Start of Data for processing
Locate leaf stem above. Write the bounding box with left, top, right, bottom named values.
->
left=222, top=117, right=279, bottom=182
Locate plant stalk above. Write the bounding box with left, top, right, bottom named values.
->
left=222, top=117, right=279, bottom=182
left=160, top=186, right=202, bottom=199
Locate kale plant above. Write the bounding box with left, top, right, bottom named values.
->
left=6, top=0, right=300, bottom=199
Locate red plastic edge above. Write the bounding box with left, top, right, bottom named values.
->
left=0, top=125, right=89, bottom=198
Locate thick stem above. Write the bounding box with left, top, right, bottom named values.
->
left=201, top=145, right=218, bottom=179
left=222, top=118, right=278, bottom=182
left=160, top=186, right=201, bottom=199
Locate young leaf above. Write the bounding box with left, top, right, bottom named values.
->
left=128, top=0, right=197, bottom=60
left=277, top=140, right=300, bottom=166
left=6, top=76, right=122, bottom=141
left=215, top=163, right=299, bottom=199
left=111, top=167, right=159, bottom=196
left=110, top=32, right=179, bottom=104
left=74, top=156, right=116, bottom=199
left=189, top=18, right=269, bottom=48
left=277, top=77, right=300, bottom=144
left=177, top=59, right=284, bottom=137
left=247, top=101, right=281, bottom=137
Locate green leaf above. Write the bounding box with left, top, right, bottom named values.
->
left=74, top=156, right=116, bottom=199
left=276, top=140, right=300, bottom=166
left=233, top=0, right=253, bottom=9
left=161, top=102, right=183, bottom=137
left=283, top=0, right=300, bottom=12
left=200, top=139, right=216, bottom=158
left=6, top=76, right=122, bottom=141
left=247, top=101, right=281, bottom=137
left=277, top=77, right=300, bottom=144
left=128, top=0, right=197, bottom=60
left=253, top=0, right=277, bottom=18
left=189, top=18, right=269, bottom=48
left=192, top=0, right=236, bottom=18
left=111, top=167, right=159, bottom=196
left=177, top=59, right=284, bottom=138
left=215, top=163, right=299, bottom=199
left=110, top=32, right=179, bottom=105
End of Data for processing
▶ _Required task_
Copy every row above word for word, without changing anything.

▶ _Answer to the task_
Locate leaf stem above. Write the bounding box with left, top, right, bottom named values.
->
left=222, top=117, right=279, bottom=182
Locate plant stalk above. Write the bounding box with left, top, right, bottom named values.
->
left=222, top=117, right=279, bottom=182
left=160, top=186, right=202, bottom=199
Locate kale plant above. Write the bounding box with left, top, right, bottom named values.
->
left=6, top=0, right=300, bottom=199
Locate red plastic edge above. Write the bounding box with left, top, right, bottom named values.
->
left=0, top=125, right=89, bottom=198
Locate thick stem above. Write the bounding box with left, top, right, bottom named values.
->
left=201, top=145, right=218, bottom=179
left=222, top=118, right=278, bottom=182
left=160, top=186, right=201, bottom=199
Locate young leaf above. Write the bounding box with left, top, right, bottom named values.
->
left=128, top=0, right=197, bottom=60
left=277, top=140, right=300, bottom=166
left=6, top=76, right=122, bottom=141
left=215, top=163, right=299, bottom=199
left=111, top=167, right=159, bottom=196
left=110, top=32, right=179, bottom=104
left=74, top=156, right=116, bottom=199
left=189, top=18, right=269, bottom=48
left=277, top=77, right=300, bottom=144
left=177, top=59, right=284, bottom=137
left=247, top=101, right=281, bottom=137
Locate green leaf above. Write the bounding box with left, top, right, bottom named values.
->
left=74, top=156, right=116, bottom=199
left=276, top=140, right=300, bottom=166
left=233, top=0, right=253, bottom=9
left=161, top=102, right=183, bottom=137
left=283, top=0, right=300, bottom=12
left=200, top=139, right=216, bottom=158
left=6, top=76, right=122, bottom=141
left=247, top=101, right=281, bottom=137
left=277, top=77, right=300, bottom=144
left=128, top=0, right=197, bottom=60
left=253, top=0, right=277, bottom=18
left=189, top=18, right=269, bottom=48
left=192, top=0, right=236, bottom=18
left=111, top=167, right=159, bottom=196
left=177, top=59, right=284, bottom=138
left=215, top=163, right=299, bottom=199
left=110, top=32, right=179, bottom=105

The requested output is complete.